AVAILABLE RECORDS:
━━━━━━━━
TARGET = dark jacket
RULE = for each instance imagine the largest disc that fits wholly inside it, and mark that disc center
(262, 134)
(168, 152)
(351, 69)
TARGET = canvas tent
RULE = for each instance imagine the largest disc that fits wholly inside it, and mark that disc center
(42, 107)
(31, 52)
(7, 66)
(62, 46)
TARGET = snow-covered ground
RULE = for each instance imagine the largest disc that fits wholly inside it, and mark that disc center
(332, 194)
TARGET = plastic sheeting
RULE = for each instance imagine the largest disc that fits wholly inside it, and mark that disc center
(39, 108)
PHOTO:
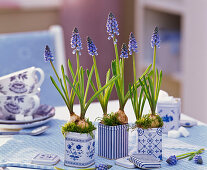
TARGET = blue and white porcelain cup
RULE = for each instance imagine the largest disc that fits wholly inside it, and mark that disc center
(12, 106)
(21, 82)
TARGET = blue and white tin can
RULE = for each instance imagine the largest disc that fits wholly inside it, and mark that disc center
(170, 113)
(150, 142)
(79, 150)
(112, 141)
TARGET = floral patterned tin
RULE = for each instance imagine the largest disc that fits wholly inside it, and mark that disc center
(79, 150)
(170, 113)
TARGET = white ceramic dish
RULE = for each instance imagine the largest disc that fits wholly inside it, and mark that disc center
(44, 114)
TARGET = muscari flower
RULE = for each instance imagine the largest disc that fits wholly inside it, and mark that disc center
(92, 50)
(132, 44)
(102, 167)
(112, 27)
(198, 159)
(155, 40)
(172, 160)
(76, 41)
(48, 54)
(124, 51)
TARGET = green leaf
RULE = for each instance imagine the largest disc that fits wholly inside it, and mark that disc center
(118, 90)
(159, 85)
(145, 88)
(99, 91)
(71, 69)
(137, 83)
(81, 81)
(152, 94)
(88, 83)
(65, 89)
(156, 83)
(143, 103)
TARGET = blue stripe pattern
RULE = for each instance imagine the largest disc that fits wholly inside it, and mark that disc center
(112, 141)
(144, 165)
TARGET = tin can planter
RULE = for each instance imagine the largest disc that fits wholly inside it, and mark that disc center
(170, 114)
(79, 150)
(112, 141)
(150, 142)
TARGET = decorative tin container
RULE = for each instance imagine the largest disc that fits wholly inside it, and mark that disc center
(79, 150)
(112, 141)
(170, 113)
(150, 142)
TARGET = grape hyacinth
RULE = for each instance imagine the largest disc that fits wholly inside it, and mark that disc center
(198, 159)
(92, 50)
(132, 44)
(112, 27)
(76, 41)
(48, 54)
(102, 167)
(172, 160)
(124, 51)
(155, 40)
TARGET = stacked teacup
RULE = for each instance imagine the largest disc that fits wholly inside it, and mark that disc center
(19, 94)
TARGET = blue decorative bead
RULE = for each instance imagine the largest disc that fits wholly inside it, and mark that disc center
(124, 51)
(172, 160)
(198, 159)
(132, 44)
(102, 167)
(76, 41)
(112, 27)
(92, 50)
(48, 54)
(155, 40)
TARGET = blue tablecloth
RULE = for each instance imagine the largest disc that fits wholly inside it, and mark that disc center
(24, 148)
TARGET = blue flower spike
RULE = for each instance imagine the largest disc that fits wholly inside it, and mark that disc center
(155, 40)
(124, 51)
(132, 44)
(172, 160)
(198, 159)
(102, 167)
(76, 43)
(92, 50)
(48, 54)
(112, 27)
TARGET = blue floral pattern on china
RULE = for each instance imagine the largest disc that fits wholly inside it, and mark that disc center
(91, 150)
(74, 151)
(17, 84)
(79, 150)
(150, 142)
(170, 113)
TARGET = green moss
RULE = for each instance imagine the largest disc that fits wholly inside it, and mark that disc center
(72, 127)
(147, 121)
(111, 120)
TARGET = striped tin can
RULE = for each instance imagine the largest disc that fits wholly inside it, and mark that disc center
(79, 150)
(112, 141)
(150, 142)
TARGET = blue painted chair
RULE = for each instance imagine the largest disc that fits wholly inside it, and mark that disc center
(22, 50)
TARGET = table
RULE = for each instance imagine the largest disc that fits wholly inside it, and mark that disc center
(180, 145)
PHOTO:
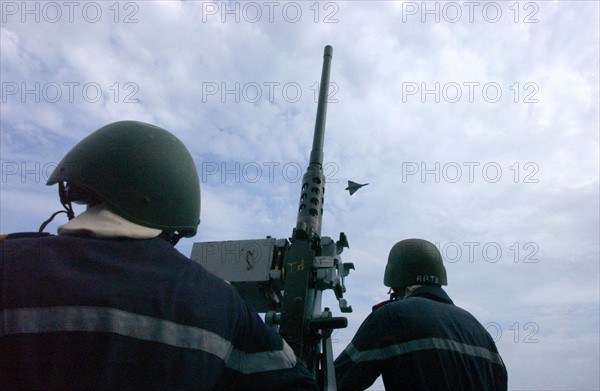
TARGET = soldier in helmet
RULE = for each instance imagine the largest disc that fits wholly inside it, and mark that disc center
(108, 303)
(419, 340)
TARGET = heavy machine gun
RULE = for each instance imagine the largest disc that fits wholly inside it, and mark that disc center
(285, 278)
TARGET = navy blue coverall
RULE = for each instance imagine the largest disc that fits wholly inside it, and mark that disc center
(82, 313)
(423, 342)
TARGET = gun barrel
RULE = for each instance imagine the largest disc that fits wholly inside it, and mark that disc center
(316, 155)
(310, 212)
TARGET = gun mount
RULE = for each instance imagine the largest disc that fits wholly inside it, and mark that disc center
(285, 278)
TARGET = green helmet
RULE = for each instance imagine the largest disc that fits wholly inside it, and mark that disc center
(414, 262)
(142, 172)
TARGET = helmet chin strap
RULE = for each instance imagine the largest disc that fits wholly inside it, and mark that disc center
(66, 203)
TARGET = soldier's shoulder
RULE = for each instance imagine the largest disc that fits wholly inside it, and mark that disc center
(23, 235)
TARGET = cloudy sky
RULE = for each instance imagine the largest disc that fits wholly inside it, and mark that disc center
(476, 125)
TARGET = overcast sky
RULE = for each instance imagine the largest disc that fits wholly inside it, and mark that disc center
(476, 125)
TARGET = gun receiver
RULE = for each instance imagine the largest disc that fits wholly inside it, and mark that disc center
(285, 279)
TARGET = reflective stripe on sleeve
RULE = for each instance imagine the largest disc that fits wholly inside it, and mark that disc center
(421, 344)
(112, 320)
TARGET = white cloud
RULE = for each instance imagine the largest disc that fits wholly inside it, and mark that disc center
(228, 88)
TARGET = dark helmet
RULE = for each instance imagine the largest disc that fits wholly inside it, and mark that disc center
(142, 172)
(414, 262)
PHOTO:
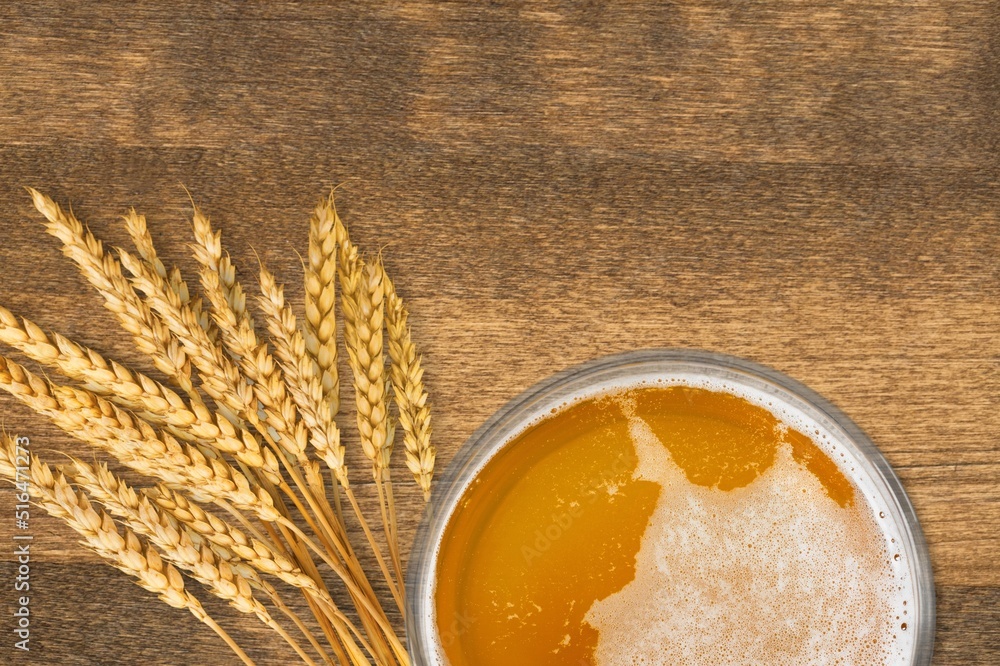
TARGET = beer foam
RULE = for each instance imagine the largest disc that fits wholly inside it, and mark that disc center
(772, 573)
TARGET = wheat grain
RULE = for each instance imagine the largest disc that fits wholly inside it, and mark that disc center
(104, 273)
(134, 442)
(300, 374)
(126, 553)
(320, 282)
(127, 388)
(408, 386)
(135, 224)
(364, 312)
(224, 292)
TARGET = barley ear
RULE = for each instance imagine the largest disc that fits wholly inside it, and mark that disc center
(320, 281)
(408, 386)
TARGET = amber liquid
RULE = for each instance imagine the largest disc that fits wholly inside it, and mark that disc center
(555, 521)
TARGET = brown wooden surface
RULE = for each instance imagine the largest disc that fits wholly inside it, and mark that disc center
(810, 185)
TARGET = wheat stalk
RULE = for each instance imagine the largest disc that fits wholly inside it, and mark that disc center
(408, 386)
(321, 281)
(134, 442)
(301, 377)
(135, 224)
(126, 553)
(104, 273)
(241, 437)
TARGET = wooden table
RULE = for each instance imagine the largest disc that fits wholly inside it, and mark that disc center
(812, 186)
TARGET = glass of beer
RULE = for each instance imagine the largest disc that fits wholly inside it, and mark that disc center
(669, 507)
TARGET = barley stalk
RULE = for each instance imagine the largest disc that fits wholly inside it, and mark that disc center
(126, 553)
(104, 273)
(320, 280)
(235, 450)
(134, 442)
(301, 377)
(135, 224)
(219, 569)
(408, 386)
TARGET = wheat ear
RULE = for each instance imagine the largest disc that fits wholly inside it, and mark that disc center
(321, 281)
(135, 224)
(218, 279)
(134, 442)
(104, 273)
(408, 386)
(301, 376)
(126, 553)
(133, 390)
(224, 292)
(219, 569)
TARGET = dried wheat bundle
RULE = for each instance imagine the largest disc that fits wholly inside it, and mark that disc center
(248, 482)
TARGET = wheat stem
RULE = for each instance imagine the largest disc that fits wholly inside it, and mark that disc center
(127, 553)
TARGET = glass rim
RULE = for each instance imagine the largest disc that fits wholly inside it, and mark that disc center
(526, 408)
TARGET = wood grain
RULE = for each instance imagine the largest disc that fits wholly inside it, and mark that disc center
(810, 185)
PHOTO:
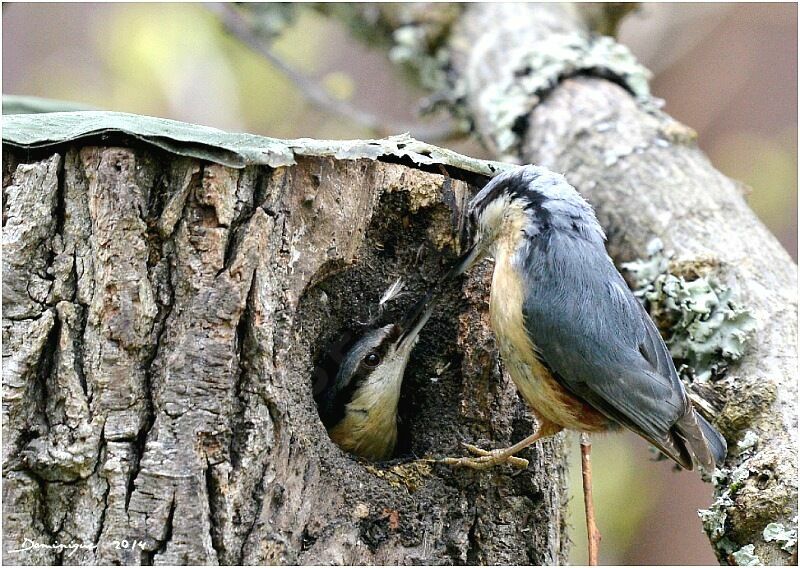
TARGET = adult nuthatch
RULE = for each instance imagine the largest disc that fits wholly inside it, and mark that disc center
(580, 348)
(359, 408)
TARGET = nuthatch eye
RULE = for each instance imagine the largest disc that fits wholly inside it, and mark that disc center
(579, 346)
(359, 408)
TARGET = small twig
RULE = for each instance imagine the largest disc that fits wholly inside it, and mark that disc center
(237, 26)
(588, 500)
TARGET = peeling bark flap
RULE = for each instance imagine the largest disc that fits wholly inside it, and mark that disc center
(232, 149)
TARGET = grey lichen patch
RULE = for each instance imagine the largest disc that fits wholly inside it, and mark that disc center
(746, 556)
(706, 325)
(785, 536)
(748, 442)
(536, 68)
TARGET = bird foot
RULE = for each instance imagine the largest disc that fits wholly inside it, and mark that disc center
(487, 459)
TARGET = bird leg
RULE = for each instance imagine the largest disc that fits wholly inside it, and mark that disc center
(591, 527)
(491, 458)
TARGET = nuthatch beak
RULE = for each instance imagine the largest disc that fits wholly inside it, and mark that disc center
(359, 409)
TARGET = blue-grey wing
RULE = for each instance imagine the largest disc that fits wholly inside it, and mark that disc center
(598, 341)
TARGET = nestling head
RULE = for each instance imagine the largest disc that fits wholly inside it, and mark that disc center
(359, 409)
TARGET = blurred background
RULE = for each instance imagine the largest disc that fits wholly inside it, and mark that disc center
(727, 70)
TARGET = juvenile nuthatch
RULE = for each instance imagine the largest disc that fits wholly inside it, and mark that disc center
(579, 346)
(359, 408)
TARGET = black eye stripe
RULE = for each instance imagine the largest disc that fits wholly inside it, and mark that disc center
(372, 359)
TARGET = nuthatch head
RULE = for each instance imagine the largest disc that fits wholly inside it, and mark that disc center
(359, 408)
(581, 349)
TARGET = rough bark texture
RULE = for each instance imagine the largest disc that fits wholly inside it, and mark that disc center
(162, 319)
(646, 177)
(537, 87)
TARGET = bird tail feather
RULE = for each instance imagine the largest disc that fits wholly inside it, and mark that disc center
(701, 439)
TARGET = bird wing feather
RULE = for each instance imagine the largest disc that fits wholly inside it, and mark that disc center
(599, 342)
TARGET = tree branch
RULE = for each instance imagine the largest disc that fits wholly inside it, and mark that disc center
(571, 109)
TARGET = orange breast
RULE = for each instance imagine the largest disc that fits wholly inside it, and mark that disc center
(538, 387)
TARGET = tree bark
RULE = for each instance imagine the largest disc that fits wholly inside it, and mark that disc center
(162, 320)
(646, 177)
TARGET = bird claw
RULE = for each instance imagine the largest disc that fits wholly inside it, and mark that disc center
(486, 459)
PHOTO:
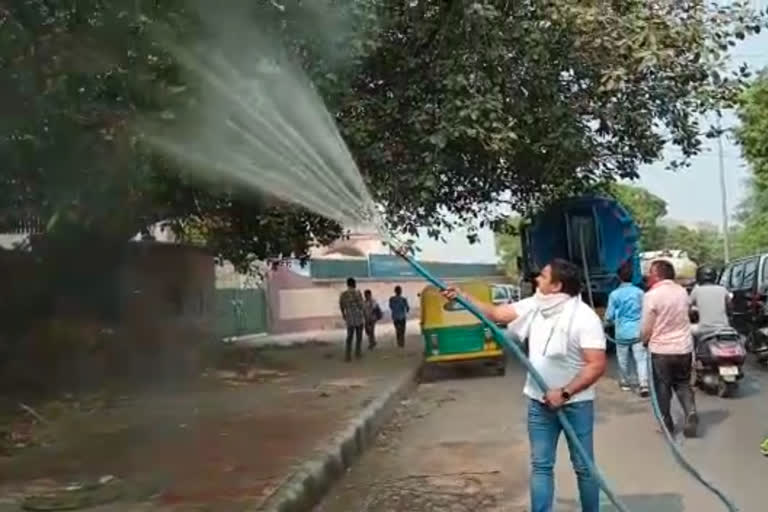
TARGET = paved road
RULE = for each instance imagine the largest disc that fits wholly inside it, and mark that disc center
(460, 445)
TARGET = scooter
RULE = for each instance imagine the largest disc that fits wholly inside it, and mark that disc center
(720, 356)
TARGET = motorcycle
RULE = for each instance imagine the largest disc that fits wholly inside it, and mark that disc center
(757, 340)
(720, 356)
━━━━━━━━
TASK INSTRUCTIONS: With pictures omitted, copy exactly the lines from the one containing "TARGET = bird wing feather" through the final line of the listing, both included.

ANSWER TO THIS PROBLEM:
TARGET = bird wing feather
RULE = for each instance imagine the largest disc that fits wholly inside it, and mark that disc center
(599, 342)
TARGET = tree branch
RULE = for each instance imagine the largest disc that fits wholly inside it, and mark that disc center
(571, 109)
TARGET = orange breast
RULE = for each instance imagine the largest disc that fits wholly inside it, and mark that disc center
(538, 387)
TARGET = tree bark
RULE = for each instance imagine the largest disc that fits wholly inside it, and mark that disc center
(162, 320)
(646, 177)
TARGET = bird claw
RULE = for each instance imagine the largest disc that fits wholly inside it, and mark that disc center
(486, 459)
PHOTO:
TARGET = paved road
RULE = for each instance imagine the largest disc that fits wholly inside it, and mark that disc center
(460, 445)
TARGET = scooter
RULE = for each instance imagine the largest disc that fits wholly inside it, and mark that disc center
(720, 356)
TARGET = motorcycle
RULE = for each instance imagine the largest disc that fits wholly inside it, and mark that disc center
(757, 340)
(720, 356)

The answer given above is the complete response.